RECORD EXTRACTS:
....
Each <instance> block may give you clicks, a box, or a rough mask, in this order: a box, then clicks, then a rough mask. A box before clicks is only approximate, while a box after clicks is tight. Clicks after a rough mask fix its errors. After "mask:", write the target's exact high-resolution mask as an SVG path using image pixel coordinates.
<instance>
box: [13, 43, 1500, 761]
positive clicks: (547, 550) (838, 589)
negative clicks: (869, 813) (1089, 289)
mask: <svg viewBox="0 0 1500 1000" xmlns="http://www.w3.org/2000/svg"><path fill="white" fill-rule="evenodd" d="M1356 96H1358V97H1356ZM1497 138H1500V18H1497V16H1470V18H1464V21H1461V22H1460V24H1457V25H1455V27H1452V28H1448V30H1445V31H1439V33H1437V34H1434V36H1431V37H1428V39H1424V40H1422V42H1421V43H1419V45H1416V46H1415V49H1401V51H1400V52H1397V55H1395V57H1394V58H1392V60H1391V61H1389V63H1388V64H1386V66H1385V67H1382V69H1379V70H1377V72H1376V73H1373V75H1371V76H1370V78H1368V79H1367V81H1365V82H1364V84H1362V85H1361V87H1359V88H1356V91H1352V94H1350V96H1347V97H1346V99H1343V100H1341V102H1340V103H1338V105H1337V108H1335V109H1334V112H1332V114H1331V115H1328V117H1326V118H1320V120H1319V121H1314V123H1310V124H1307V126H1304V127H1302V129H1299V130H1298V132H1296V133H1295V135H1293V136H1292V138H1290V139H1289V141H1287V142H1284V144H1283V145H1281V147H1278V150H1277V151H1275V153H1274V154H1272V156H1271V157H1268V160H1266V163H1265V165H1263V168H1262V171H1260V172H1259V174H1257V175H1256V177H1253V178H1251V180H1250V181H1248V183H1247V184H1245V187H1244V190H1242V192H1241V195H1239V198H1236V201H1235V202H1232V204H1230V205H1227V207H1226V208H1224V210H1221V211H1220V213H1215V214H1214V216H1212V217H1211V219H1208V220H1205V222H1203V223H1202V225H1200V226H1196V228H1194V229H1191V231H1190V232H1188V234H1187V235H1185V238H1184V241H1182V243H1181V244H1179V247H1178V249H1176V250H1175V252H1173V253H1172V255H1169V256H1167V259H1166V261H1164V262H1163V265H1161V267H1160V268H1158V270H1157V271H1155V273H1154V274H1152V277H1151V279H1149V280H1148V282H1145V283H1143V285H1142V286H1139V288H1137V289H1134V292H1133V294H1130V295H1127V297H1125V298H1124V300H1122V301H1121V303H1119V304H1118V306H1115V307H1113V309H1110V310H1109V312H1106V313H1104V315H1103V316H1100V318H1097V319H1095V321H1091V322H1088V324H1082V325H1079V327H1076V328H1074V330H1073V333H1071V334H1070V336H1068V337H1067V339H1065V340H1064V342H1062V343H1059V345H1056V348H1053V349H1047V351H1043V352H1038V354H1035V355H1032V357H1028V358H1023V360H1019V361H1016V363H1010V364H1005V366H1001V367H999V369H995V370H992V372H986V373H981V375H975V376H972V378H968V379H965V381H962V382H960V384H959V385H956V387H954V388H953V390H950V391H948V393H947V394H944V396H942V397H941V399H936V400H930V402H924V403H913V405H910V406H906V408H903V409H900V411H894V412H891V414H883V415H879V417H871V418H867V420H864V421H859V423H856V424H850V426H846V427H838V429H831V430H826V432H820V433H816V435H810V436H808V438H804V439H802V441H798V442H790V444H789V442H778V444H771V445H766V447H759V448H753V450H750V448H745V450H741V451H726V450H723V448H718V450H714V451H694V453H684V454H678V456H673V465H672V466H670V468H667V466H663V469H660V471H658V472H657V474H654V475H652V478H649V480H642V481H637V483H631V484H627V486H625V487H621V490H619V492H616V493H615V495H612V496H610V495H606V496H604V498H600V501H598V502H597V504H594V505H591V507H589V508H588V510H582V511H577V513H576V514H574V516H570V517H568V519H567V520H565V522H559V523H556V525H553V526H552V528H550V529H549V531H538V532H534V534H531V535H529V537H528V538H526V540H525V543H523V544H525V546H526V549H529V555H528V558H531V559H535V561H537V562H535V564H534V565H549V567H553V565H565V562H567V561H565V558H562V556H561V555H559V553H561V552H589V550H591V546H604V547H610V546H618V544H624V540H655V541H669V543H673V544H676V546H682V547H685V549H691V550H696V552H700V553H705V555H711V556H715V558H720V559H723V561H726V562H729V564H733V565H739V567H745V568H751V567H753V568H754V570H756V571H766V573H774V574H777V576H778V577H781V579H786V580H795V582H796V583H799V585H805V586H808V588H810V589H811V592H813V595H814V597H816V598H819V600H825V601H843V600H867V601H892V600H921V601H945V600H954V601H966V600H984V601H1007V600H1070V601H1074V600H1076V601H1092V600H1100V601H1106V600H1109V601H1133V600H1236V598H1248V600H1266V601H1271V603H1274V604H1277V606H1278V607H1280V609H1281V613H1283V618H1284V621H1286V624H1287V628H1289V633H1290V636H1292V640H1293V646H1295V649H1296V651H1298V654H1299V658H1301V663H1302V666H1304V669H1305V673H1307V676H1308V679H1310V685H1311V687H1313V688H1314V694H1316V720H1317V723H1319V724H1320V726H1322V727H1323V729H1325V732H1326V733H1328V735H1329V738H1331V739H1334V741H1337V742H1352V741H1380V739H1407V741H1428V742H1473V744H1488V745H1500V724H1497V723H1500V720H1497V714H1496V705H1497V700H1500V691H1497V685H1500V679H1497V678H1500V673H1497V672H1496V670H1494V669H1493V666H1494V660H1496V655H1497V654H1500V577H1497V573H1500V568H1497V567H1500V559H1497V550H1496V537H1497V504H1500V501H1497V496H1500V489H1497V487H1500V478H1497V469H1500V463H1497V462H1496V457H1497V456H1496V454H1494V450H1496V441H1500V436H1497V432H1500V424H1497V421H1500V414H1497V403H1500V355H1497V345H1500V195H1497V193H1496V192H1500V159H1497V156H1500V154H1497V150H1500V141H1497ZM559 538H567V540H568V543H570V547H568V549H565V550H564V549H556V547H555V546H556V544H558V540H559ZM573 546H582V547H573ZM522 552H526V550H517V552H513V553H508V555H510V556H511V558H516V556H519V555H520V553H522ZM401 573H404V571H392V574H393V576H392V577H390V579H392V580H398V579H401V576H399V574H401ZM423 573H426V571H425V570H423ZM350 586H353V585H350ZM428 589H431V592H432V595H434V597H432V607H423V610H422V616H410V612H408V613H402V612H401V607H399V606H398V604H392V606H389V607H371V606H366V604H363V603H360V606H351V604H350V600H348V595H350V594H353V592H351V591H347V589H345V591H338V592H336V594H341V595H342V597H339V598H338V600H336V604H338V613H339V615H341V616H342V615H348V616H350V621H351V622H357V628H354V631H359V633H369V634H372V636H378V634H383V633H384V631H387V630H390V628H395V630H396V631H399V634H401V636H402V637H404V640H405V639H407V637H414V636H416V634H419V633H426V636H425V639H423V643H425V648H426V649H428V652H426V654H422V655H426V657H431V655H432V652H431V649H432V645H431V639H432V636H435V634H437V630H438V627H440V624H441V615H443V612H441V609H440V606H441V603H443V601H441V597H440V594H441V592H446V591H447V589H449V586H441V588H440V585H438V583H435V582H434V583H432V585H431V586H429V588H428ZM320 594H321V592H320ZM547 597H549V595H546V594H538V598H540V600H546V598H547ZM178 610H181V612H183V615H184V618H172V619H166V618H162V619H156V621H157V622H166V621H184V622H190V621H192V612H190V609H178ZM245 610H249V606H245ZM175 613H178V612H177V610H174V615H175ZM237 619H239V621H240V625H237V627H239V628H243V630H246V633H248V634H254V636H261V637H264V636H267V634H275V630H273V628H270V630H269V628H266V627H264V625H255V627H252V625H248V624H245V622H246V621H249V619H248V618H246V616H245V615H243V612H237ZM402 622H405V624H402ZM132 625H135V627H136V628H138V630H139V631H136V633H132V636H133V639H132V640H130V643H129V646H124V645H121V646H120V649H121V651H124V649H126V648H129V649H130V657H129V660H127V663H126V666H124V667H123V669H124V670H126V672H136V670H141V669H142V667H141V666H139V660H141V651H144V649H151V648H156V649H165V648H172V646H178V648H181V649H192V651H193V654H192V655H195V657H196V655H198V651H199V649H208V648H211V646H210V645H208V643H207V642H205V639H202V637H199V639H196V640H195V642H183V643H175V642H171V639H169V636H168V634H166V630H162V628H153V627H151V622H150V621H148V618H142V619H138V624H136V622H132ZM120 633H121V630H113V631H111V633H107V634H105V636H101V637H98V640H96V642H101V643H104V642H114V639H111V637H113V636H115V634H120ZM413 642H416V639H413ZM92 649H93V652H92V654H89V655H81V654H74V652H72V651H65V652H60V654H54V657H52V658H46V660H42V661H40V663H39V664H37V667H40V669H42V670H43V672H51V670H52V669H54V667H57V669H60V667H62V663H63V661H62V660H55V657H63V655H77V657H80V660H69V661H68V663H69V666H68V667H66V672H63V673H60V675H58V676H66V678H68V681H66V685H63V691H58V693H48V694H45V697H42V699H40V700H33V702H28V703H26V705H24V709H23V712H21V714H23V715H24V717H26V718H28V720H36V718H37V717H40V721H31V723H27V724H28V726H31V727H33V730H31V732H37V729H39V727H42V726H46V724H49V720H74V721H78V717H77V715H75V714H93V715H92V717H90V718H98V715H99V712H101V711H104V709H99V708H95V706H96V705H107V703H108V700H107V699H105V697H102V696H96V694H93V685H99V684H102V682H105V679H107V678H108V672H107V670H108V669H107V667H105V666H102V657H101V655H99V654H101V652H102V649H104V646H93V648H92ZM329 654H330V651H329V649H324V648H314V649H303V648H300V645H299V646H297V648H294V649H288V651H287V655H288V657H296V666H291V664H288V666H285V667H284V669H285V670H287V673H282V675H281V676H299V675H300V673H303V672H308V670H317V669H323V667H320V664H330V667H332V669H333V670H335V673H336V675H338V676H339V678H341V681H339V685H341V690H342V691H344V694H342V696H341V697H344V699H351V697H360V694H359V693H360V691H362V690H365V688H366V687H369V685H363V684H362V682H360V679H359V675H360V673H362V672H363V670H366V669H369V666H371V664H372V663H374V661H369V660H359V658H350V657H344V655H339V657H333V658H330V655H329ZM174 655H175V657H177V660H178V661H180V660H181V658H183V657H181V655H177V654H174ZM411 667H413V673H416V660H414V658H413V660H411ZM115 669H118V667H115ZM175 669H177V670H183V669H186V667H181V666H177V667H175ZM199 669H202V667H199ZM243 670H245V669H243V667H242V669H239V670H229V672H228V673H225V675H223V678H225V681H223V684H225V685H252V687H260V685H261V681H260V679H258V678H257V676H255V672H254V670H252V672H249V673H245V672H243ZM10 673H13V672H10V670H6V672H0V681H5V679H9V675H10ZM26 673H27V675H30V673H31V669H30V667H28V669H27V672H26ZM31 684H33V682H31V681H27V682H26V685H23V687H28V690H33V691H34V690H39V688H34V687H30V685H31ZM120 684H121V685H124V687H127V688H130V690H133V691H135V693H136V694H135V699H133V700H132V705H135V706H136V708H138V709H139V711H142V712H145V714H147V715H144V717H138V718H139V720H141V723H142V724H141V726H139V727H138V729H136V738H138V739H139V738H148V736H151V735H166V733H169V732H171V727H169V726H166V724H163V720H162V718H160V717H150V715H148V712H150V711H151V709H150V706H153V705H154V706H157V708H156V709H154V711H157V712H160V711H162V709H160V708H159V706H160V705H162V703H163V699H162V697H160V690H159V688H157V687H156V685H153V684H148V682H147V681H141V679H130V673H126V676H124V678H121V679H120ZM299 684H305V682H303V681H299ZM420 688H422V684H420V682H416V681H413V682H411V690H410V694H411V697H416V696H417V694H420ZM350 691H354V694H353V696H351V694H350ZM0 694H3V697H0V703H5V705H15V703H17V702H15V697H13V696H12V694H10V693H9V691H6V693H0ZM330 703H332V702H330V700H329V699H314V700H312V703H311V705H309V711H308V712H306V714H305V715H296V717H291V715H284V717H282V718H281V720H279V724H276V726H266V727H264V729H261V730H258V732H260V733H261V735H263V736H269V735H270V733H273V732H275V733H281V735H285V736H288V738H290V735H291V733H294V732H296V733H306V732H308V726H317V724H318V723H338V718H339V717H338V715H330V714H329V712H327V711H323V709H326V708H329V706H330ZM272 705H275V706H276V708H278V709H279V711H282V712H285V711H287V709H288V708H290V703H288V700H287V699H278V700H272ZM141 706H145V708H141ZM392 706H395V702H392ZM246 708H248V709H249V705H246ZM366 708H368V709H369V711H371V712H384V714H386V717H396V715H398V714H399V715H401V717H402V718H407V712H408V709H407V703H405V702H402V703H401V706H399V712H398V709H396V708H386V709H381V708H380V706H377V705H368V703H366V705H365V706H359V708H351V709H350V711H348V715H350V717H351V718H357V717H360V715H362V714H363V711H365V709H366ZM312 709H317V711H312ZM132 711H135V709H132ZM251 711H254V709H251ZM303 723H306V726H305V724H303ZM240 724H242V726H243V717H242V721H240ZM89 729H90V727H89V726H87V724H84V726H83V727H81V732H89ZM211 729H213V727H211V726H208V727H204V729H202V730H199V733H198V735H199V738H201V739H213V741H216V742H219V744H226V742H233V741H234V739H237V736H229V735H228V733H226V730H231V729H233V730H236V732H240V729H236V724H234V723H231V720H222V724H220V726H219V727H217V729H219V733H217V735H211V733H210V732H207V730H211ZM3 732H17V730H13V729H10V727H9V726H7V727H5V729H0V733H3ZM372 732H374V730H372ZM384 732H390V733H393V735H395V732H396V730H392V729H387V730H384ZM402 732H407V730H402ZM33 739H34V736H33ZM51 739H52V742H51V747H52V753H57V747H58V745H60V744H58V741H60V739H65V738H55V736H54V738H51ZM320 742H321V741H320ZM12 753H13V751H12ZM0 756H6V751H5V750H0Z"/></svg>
....
Please lay out everything from the start of the rows through the line that contains "negative clicks: (869, 813) (1089, 289)", that line included, as a Markdown table with the columns No. and Line, numbering each line and leaving out blank lines.

RESULT OF THE TASK:
| No. | Line |
|---|---|
| 1 | Each <instance> block may give you clicks, a box, or a rough mask, in this order: a box, then clicks, then a rough mask. A box before clicks is only approximate, while a box after clicks is tight. Clicks after a rough mask fix its errors. After "mask:", write the target's exact high-resolution mask as an SVG path using image pixel coordinates. |
| 2 | <instance> |
| 3 | box: [13, 43, 1500, 761] |
| 4 | positive clicks: (547, 550) (838, 589) |
| 5 | negative clicks: (869, 813) (1089, 289) |